» **USING THE INFORMATION**:
[1] Answer these questions about the forum thread, with each answer on its own line marked (a), (b), or (c):
(a) According to shorty6049, what does the color of the shoes not go well with?
(b) What kind of background colors does Christie Photo suggest, and what example is given?
(c) What kind of white balance does x-man say was used for the photo?
[2] Return everything in the forum thread from "## x-man (Jun 20, 2007)" down to "Photo (Jun 20, 2007)".
[3] Which usernames post in the forum thread? List each one once.

# Home work for commercail Ad (shoes)



## x-man (Jun 19, 2007)

The following photo is my photo class home work -- Commerce ad (shoes)

Plase give me some comment for my home work! Thank a lot! :hail:


----------



## Christie Photo (Jun 19, 2007)

I get what you're trying to do here, but I'm not quite sold on it.  The shoes just don't look absolutely wonderful.

Did you design the ad too?  Is this entirely your concept?

Pete


----------



## x-man (Jun 19, 2007)

Christie Photo said:


> I get what you're trying to do here, but I'm not quite sold on it. The shoes just don't look absolutely wonderful.
> 
> Did you design the ad too? Is this entirely your concept?
> 
> Pete


 
Hi Christie: Thank for your comment! All is my idea. So how can I improve it? Thank a lot!


----------



## koda-46 (Jun 19, 2007)

no offence, but its kind of corny.......


----------



## eravedesigns (Jun 19, 2007)

Ya I second that


----------



## shorty6049 (Jun 19, 2007)

i guess i just dont really like the color of the shoes, it doesnt go too well with the roses


----------



## x-man (Jun 20, 2007)

Thank you all your comment. I redo my home work. please have a look and comment Thank a lot!

New home work is post it in following link
http://www.thephotoforum.com/forum/showthread.php?t=85391


----------



## Christie Photo (Jun 20, 2007)

I'm thinking you should concentrate on making a fantastic photo of the shoes, and no so much about the ad concept.  But, I do not know just what you assignment is.  

I think if you want to make a photograph of these shoes, a simple approach would be to use a background with cool colors...  such as blues.  Since color has different wavelengths, warm colors seem to project, while cool color recede.  So, placing this warm colored product into a cool colored setting should make the shoes "pop."

I hope this helps.

Pete


----------



## x-man (Jun 26, 2007)

Christie Photo said:


> I'm thinking you should concentrate on making a fantastic photo of the shoes, and no so much about the ad concept. But, I do not know just what you assignment is.
> 
> I think if you want to make a photograph of these shoes, a simple approach would be to use a background with cool colors... such as blues. Since color has different wavelengths, warm colors seem to project, while cool color recede. So, placing this warm colored product into a cool colored setting should make the shoes "pop."
> 
> ...


Hi Pete:

Thank for your comment. You are right.I want make this photos more fantastic. Roman is fantastic. My assignment is more on concept. So that I take this photo is not normal method, using abnormal White balance. using almost same color blackground. I think I doesn't do it well. I work hard next time. Thank! 

Eric Wong


----------

» **LISTED RECORDS**:
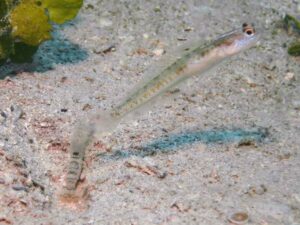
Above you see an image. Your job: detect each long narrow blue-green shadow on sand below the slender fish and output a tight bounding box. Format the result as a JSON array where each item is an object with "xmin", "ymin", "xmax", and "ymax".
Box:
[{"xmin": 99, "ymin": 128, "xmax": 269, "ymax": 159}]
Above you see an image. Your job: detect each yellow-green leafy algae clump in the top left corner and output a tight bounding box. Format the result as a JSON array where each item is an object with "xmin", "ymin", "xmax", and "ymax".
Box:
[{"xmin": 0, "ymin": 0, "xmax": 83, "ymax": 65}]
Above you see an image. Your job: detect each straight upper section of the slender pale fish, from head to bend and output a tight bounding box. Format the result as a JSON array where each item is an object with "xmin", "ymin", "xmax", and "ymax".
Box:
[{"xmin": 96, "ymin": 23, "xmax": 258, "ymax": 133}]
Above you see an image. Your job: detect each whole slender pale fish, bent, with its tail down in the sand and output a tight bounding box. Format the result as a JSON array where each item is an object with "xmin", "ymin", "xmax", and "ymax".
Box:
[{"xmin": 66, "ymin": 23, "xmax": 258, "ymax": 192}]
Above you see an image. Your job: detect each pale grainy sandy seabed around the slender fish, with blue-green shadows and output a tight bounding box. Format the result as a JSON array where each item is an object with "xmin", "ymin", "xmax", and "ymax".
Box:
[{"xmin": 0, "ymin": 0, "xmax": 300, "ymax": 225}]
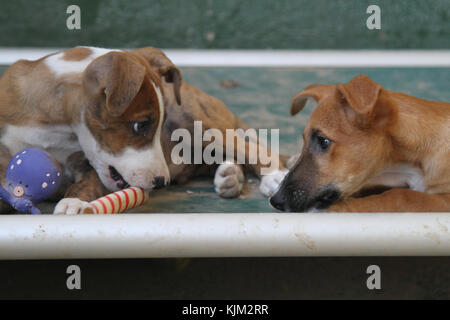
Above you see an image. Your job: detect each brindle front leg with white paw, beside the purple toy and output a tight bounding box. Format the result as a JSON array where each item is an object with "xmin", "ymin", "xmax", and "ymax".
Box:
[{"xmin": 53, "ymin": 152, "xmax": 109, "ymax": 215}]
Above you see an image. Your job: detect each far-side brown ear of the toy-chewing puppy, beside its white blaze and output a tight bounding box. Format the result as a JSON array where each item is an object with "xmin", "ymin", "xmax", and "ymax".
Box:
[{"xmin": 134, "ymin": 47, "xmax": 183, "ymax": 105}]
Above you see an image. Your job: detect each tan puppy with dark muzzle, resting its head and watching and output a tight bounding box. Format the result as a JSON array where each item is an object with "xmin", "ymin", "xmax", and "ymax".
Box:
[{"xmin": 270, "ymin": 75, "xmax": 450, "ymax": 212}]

* * *

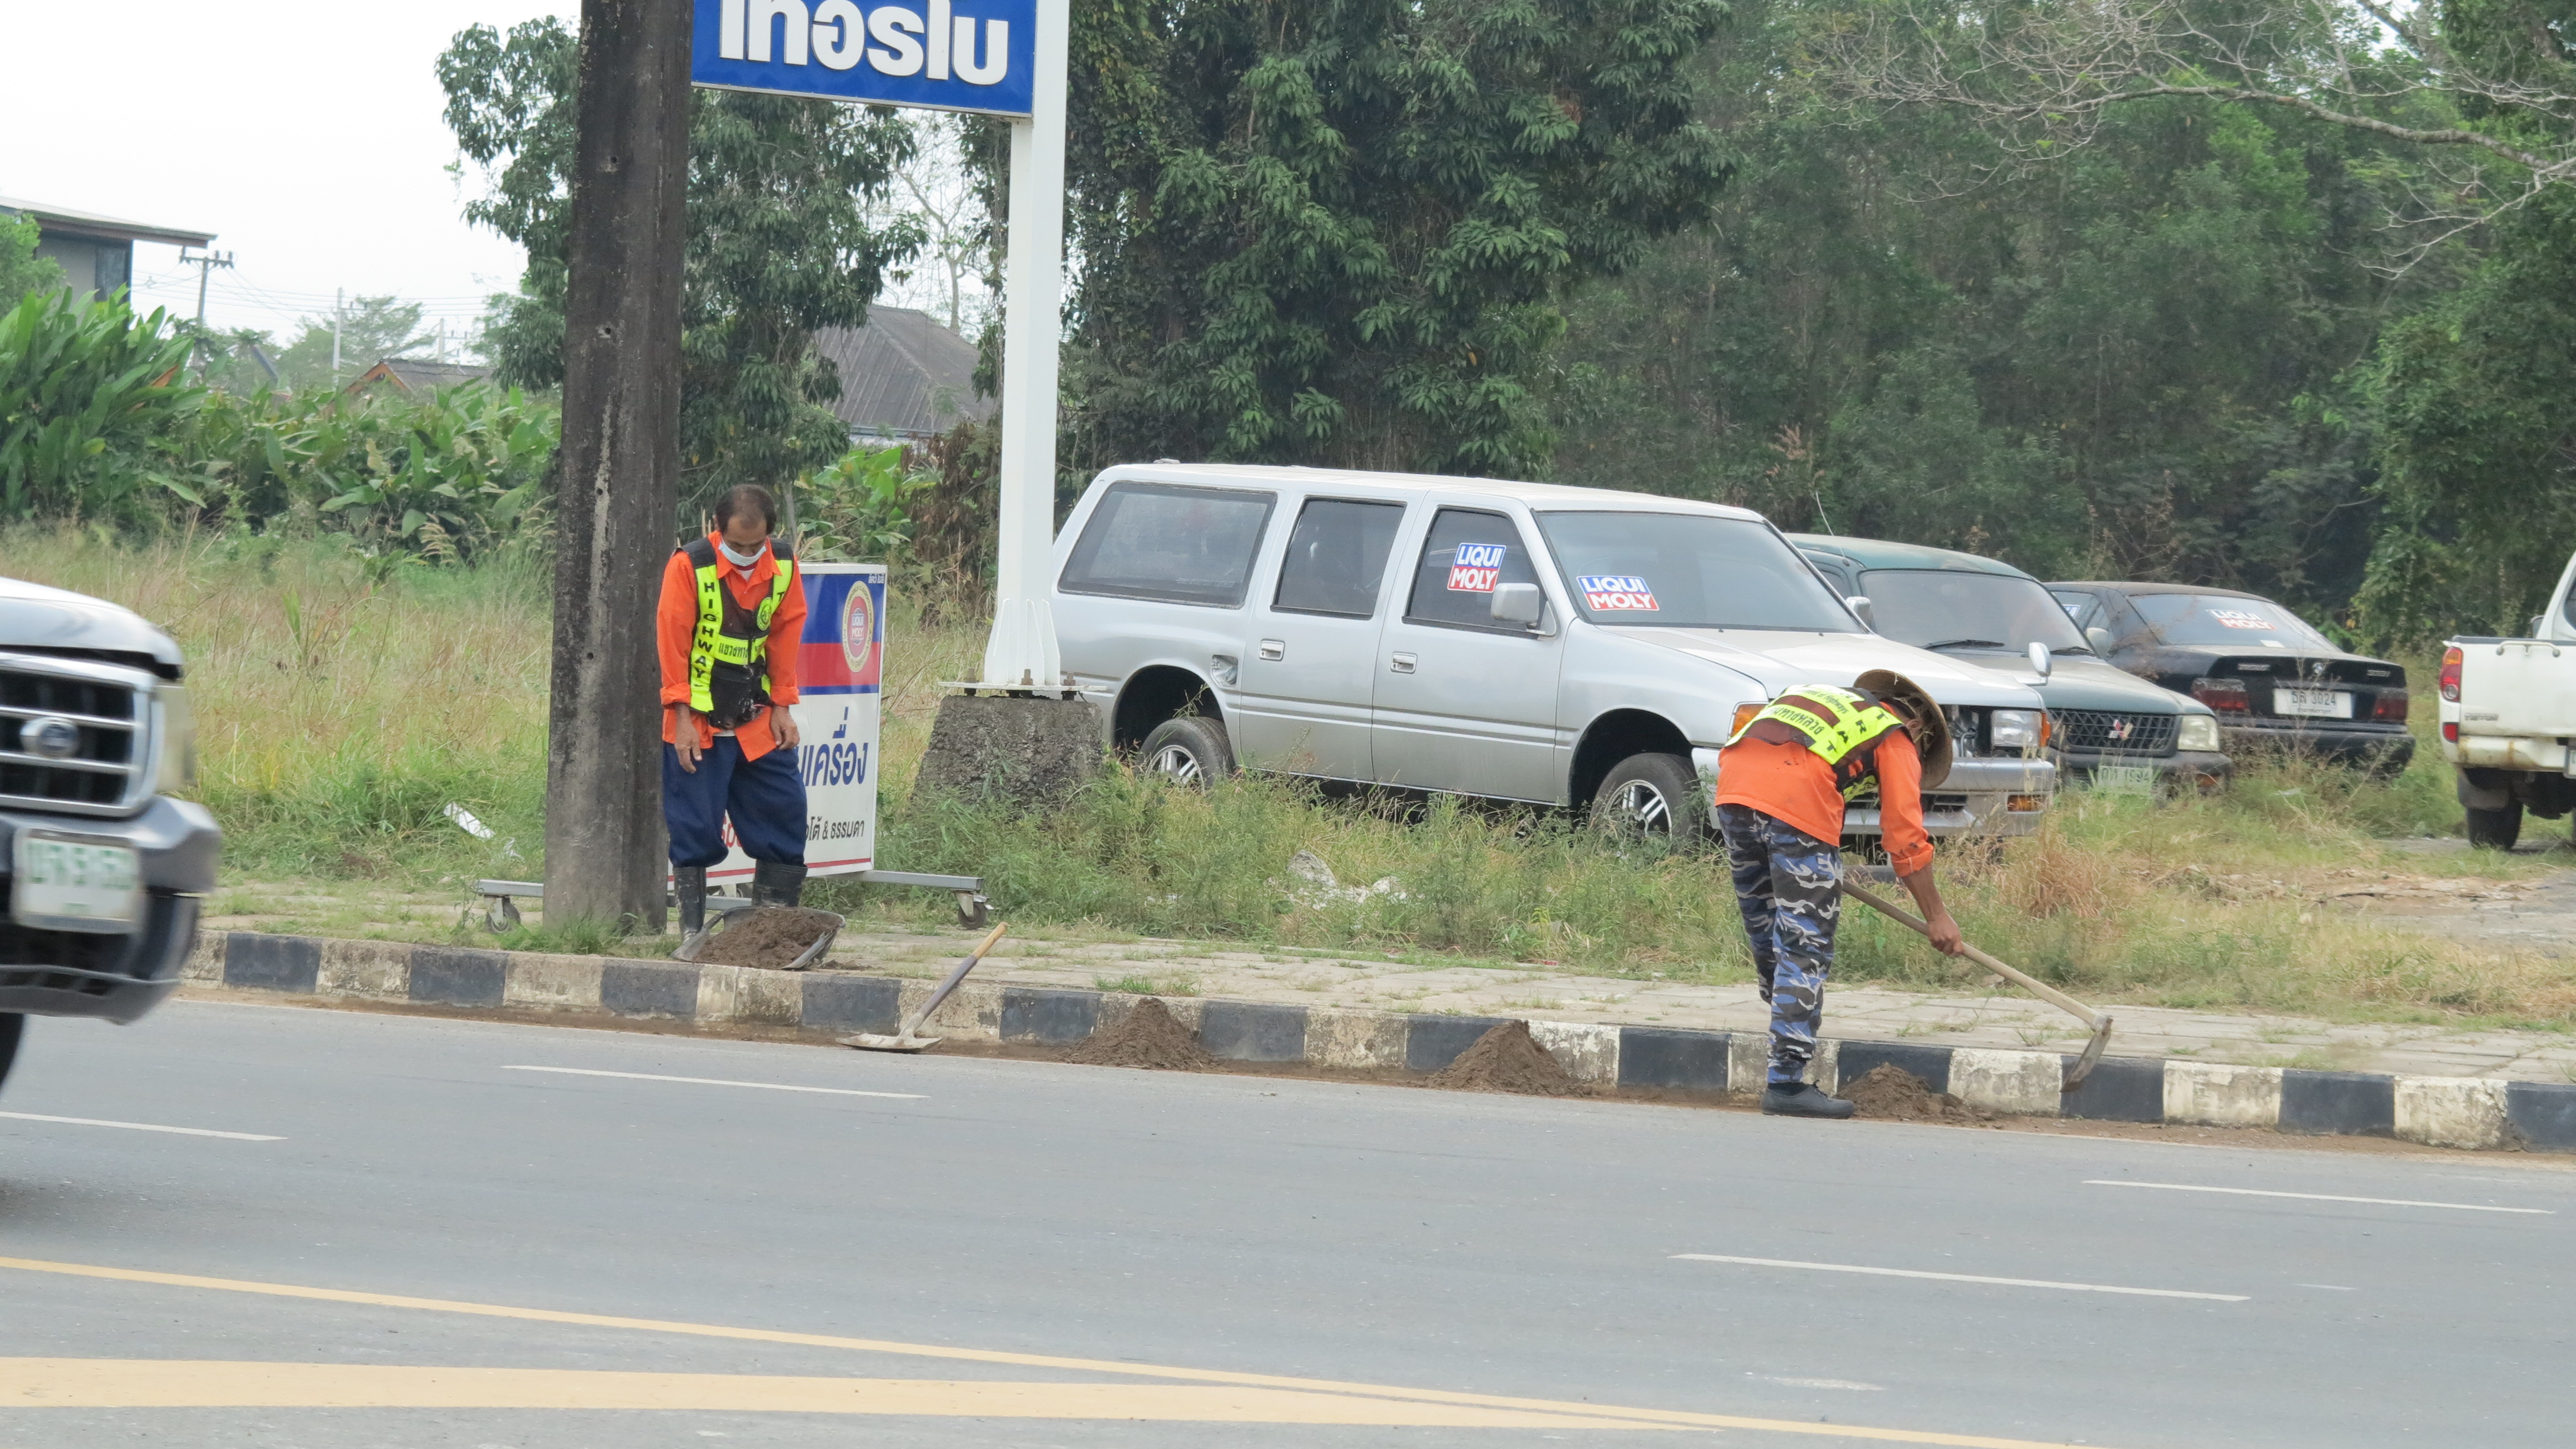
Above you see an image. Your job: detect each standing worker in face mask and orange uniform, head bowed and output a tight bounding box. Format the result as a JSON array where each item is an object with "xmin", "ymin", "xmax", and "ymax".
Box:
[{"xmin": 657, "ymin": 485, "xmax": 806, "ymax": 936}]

» **ANSWERS TO THE EXERCISE**:
[1]
(a) The roses.
(b) Cool colors, such as blues.
(c) Abnormal white balance.

[2]
## x-man (Jun 20, 2007)

Thank you all your comment. I redo my home work. please have a look and comment Thank a lot!

New home work is post it in following link
http://www.thephotoforum.com/forum/showthread.php?t=85391


----------



## Christie Photo (Jun 20, 2007)

[3]
x-man
Christie Photo
koda-46
eravedesigns
shorty6049